====== EXTRACT PROVIDED ======

The adjustment on transition to IFRS measures the DRP (referred to as an Asset Retirement Obligation under Canadian GAAP) in accordance with IAS 37, Provisions, Contingent Liabilities and Contingent Assets ("IAS 37"). We applied the IFRS 1 exemption to not retrospectively apply IFRIC 1, Changes in Existing Decommissioning, Restoration and Similar Liabilities (Note 1). This optional exemption allowed us to apply a short-cut method and record an adjustment for the opening depreciated cost of the decommissioning and restoration asset under IFRS on transition. Accordingly, we recorded an adjustment to increase the DRP asset by $65 million and an adjustment to reduce the DRP liability by $110 million for a total adjustment that increased equity by $175 million on transition to IFRS, on January 1, 2010.

As at June 30, 2010, the adjustment to equity includes those noted in the paragraph above for DRPs and the adjustments described below in the comprehensive income reconciliation for the six months ended June 30, 2010 (Note 11(b)).

======

### PROBLEM DETAILS
According to the IFRS transition note, by how much did the total adjustment increase equity on transition to IFRS?

====== SUPPLIED INFORMATION ======

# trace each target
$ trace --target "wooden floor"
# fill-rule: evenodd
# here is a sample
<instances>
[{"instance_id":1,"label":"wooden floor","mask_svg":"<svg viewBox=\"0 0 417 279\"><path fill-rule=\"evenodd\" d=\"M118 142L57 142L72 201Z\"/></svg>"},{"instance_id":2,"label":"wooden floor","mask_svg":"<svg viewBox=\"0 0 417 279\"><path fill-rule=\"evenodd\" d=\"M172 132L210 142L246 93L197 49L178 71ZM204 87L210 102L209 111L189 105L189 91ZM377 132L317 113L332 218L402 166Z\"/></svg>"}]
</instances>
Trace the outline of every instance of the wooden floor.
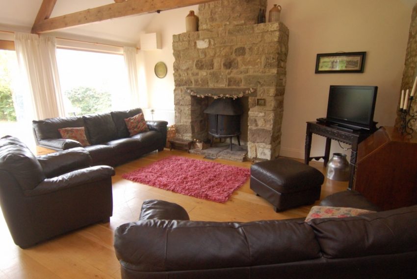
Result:
<instances>
[{"instance_id":1,"label":"wooden floor","mask_svg":"<svg viewBox=\"0 0 417 279\"><path fill-rule=\"evenodd\" d=\"M220 204L147 186L121 177L123 173L171 155L205 160L200 155L165 149L116 167L116 174L113 178L113 216L109 223L90 226L23 250L13 243L1 214L0 279L120 278L119 264L113 247L113 232L122 224L137 220L142 203L146 199L158 199L177 203L186 209L193 220L246 222L297 218L305 217L311 207L304 206L276 213L270 204L254 194L249 188L249 181L235 191L227 202ZM251 164L250 162L220 159L214 162L246 168L250 168ZM325 174L322 163L312 162L311 165ZM326 179L322 187L321 198L345 190L347 187L347 182Z\"/></svg>"}]
</instances>

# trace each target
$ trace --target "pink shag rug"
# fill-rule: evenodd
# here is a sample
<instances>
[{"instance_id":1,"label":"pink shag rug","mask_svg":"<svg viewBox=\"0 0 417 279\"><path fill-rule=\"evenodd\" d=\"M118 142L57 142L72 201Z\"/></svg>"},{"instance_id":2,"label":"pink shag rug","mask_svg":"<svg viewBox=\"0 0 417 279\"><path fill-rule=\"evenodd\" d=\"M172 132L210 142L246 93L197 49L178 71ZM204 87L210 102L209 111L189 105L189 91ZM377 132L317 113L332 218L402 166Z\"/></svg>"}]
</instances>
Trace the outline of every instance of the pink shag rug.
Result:
<instances>
[{"instance_id":1,"label":"pink shag rug","mask_svg":"<svg viewBox=\"0 0 417 279\"><path fill-rule=\"evenodd\" d=\"M180 156L170 156L122 175L129 180L219 203L227 201L250 176L249 169Z\"/></svg>"}]
</instances>

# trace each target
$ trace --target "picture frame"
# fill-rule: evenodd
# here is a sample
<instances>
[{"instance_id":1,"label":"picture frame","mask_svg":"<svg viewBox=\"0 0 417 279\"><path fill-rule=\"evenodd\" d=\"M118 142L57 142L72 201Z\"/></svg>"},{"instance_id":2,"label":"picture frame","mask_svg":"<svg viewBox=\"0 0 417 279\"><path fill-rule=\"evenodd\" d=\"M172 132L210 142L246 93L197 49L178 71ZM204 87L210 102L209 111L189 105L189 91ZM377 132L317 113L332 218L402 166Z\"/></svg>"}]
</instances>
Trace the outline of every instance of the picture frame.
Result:
<instances>
[{"instance_id":1,"label":"picture frame","mask_svg":"<svg viewBox=\"0 0 417 279\"><path fill-rule=\"evenodd\" d=\"M364 72L365 51L319 53L315 73Z\"/></svg>"},{"instance_id":2,"label":"picture frame","mask_svg":"<svg viewBox=\"0 0 417 279\"><path fill-rule=\"evenodd\" d=\"M154 70L155 75L159 78L163 78L166 75L167 71L166 65L162 62L159 62L155 65Z\"/></svg>"}]
</instances>

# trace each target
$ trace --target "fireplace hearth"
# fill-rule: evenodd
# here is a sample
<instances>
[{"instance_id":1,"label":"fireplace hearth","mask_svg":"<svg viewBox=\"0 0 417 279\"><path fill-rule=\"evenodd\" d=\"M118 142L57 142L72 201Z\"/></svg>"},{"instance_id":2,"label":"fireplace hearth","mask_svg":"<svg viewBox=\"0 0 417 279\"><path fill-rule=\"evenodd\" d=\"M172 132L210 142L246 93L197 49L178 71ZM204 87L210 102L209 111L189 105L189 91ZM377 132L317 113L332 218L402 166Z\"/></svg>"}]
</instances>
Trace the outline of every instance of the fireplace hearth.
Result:
<instances>
[{"instance_id":1,"label":"fireplace hearth","mask_svg":"<svg viewBox=\"0 0 417 279\"><path fill-rule=\"evenodd\" d=\"M281 22L256 24L266 8L266 0L201 4L199 31L173 36L178 137L239 137L250 160L279 156L289 31ZM244 98L243 114L204 113L210 98L225 96Z\"/></svg>"},{"instance_id":2,"label":"fireplace hearth","mask_svg":"<svg viewBox=\"0 0 417 279\"><path fill-rule=\"evenodd\" d=\"M229 138L232 150L233 137L237 137L240 145L240 116L243 110L239 99L215 99L204 113L208 115L208 134L211 136L210 146L213 146L214 138Z\"/></svg>"}]
</instances>

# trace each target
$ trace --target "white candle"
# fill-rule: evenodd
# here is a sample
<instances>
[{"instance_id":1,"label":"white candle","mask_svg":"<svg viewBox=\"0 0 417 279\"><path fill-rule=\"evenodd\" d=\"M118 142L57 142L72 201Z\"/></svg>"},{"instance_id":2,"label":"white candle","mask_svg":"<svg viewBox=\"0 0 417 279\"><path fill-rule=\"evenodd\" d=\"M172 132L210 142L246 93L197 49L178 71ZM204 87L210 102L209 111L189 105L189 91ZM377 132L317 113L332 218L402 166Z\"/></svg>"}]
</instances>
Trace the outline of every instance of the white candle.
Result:
<instances>
[{"instance_id":1,"label":"white candle","mask_svg":"<svg viewBox=\"0 0 417 279\"><path fill-rule=\"evenodd\" d=\"M405 93L405 99L404 101L404 108L403 108L404 110L407 110L407 109L408 107L408 89L407 90L407 92Z\"/></svg>"},{"instance_id":2,"label":"white candle","mask_svg":"<svg viewBox=\"0 0 417 279\"><path fill-rule=\"evenodd\" d=\"M416 86L417 85L417 76L416 77L416 79L414 80L414 84L413 85L413 89L411 90L411 94L410 96L413 97L414 96L414 93L416 93Z\"/></svg>"}]
</instances>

======

### COMPLETE ANSWER
$175 million